- Work instruction -
Leaving out the pictures, please retype each record exactly.

[Extracted data entries]

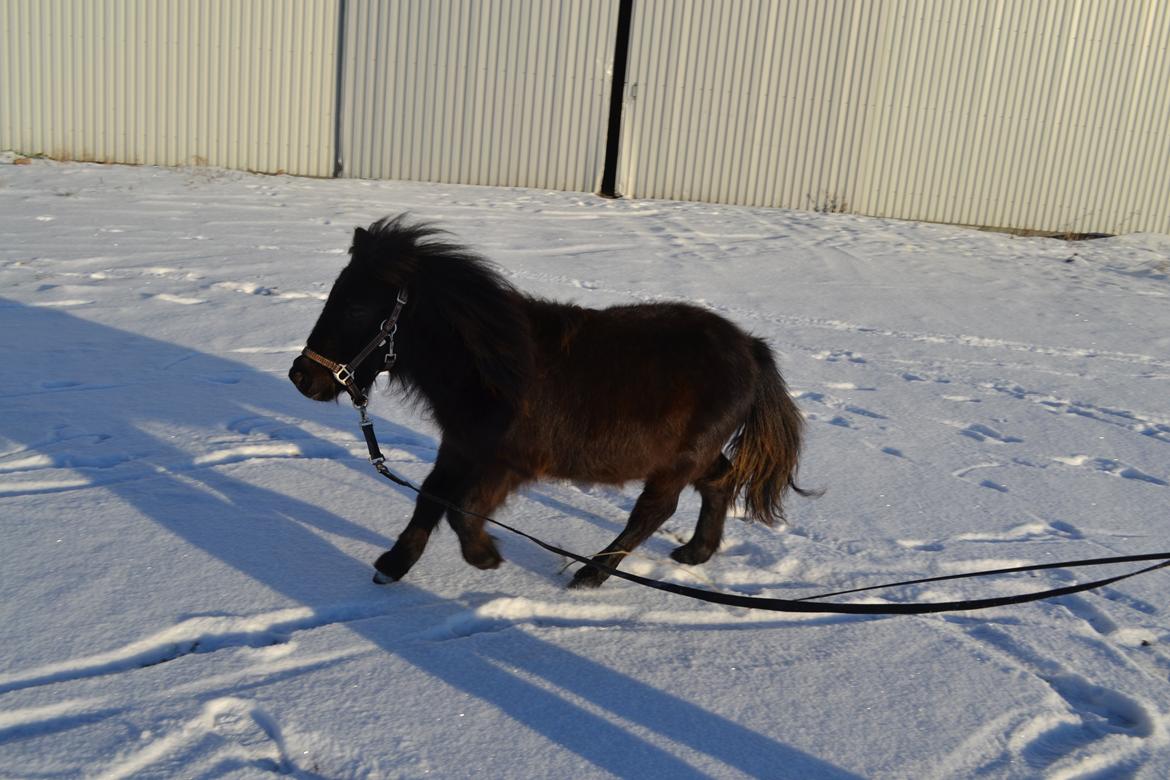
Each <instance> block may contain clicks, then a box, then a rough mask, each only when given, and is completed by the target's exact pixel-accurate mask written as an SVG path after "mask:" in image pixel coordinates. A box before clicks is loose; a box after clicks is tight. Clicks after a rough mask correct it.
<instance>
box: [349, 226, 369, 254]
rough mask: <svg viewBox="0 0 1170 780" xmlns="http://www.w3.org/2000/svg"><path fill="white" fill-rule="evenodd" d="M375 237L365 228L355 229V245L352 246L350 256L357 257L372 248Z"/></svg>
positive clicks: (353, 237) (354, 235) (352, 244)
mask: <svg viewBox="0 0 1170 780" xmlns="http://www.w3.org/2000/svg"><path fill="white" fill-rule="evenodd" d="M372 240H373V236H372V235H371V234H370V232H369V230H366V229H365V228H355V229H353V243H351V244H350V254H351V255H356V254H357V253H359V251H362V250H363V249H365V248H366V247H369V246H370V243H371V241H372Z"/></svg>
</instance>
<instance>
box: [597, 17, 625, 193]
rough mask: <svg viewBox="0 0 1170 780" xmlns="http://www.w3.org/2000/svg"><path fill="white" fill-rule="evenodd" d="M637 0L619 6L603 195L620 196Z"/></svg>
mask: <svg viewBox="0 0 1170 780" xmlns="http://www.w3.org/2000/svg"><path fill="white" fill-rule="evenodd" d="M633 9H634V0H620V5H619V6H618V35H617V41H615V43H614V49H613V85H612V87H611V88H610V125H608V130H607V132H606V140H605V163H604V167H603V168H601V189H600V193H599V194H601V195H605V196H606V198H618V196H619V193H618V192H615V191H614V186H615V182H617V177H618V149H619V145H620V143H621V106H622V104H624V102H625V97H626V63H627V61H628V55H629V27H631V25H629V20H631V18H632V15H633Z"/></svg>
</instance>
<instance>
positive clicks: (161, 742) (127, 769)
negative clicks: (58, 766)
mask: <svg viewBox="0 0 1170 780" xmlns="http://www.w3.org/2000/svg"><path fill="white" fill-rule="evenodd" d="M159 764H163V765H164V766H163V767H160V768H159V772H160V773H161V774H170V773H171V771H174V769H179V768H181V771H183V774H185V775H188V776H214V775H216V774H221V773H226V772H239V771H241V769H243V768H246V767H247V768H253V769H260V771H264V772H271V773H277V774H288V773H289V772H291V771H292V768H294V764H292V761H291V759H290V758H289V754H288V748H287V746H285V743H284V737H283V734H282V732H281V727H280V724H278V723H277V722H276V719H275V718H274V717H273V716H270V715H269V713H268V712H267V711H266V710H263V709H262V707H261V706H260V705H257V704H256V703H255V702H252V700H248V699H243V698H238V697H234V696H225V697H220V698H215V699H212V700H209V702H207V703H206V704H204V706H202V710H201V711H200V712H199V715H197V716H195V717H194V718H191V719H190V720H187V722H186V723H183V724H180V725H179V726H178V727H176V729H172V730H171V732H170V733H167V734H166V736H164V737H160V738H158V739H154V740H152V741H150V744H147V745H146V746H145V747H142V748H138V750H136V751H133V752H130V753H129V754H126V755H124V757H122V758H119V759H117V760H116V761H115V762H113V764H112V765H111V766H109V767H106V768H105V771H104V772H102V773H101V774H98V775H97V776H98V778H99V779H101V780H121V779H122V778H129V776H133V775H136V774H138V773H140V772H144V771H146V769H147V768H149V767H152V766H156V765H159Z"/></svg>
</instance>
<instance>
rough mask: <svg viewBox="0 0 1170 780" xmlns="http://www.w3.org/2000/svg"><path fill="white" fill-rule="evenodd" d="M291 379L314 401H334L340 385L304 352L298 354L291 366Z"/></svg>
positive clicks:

- Final answer -
Each <instance> block may contain clicks, then a box, then a rough mask, each only when given, and is completed by the target's exact pixel-accurate mask written as an SVG path after "mask:" in image pixel coordinates. A box before clicks is loose; a box after clicks is tight. Clicks after a rough mask correct it.
<instance>
box: [349, 226, 369, 254]
rough mask: <svg viewBox="0 0 1170 780" xmlns="http://www.w3.org/2000/svg"><path fill="white" fill-rule="evenodd" d="M375 237L365 228L355 229V245L352 246L350 256L357 257L372 248Z"/></svg>
positive clicks: (353, 237) (354, 235) (352, 244)
mask: <svg viewBox="0 0 1170 780" xmlns="http://www.w3.org/2000/svg"><path fill="white" fill-rule="evenodd" d="M372 240H373V236H372V235H371V234H370V232H369V230H366V229H365V228H355V229H353V243H351V244H350V254H351V255H356V254H357V253H359V251H362V250H363V249H365V248H366V247H369V246H370V243H371V241H372Z"/></svg>
</instance>
<instance>
box: [597, 17, 625, 193]
rough mask: <svg viewBox="0 0 1170 780" xmlns="http://www.w3.org/2000/svg"><path fill="white" fill-rule="evenodd" d="M637 0L619 6L603 195L620 196Z"/></svg>
mask: <svg viewBox="0 0 1170 780" xmlns="http://www.w3.org/2000/svg"><path fill="white" fill-rule="evenodd" d="M633 9H634V0H620V5H619V6H618V35H617V41H615V43H614V49H613V85H612V87H611V88H610V125H608V130H607V132H606V140H605V163H604V167H603V168H601V189H600V193H599V194H601V195H605V196H606V198H618V196H619V193H618V192H615V191H614V186H615V182H617V177H618V149H619V145H620V143H621V106H622V104H624V102H625V97H626V63H627V61H628V55H629V27H631V25H629V20H631V18H632V15H633Z"/></svg>
</instance>
<instance>
positive clicks: (161, 742) (127, 769)
negative clicks: (58, 766)
mask: <svg viewBox="0 0 1170 780" xmlns="http://www.w3.org/2000/svg"><path fill="white" fill-rule="evenodd" d="M159 764H163V765H164V766H163V767H160V768H159V772H160V773H161V774H170V773H171V771H174V769H179V768H181V771H183V774H185V775H188V776H214V775H216V774H221V773H226V772H239V771H241V769H243V768H246V767H247V768H253V769H260V771H264V772H271V773H277V774H288V773H289V772H291V771H292V768H294V764H292V761H291V759H290V758H289V754H288V748H287V746H285V743H284V737H283V734H282V732H281V727H280V724H278V723H277V722H276V719H275V718H274V717H273V716H270V715H269V713H268V712H267V711H266V710H263V709H262V707H261V706H260V705H257V704H256V703H255V702H252V700H248V699H243V698H238V697H234V696H225V697H220V698H215V699H212V700H209V702H207V703H206V704H204V706H202V710H201V711H200V712H199V715H197V716H195V717H194V718H191V719H190V720H187V722H186V723H183V724H180V725H179V726H178V727H176V729H172V730H171V732H170V733H167V734H166V736H164V737H160V738H158V739H154V740H152V741H150V744H147V745H146V746H145V747H142V748H138V750H136V751H133V752H130V753H129V754H126V755H124V757H122V758H119V759H117V760H116V761H115V762H113V764H112V765H111V766H109V767H106V768H105V771H104V772H102V773H101V774H98V775H97V776H98V778H99V779H101V780H121V779H122V778H129V776H133V775H136V774H138V773H140V772H144V771H146V769H147V768H149V767H152V766H156V765H159Z"/></svg>
</instance>
<instance>
rough mask: <svg viewBox="0 0 1170 780" xmlns="http://www.w3.org/2000/svg"><path fill="white" fill-rule="evenodd" d="M291 379L314 401H334L340 385L304 352L298 354L291 366Z"/></svg>
positive clicks:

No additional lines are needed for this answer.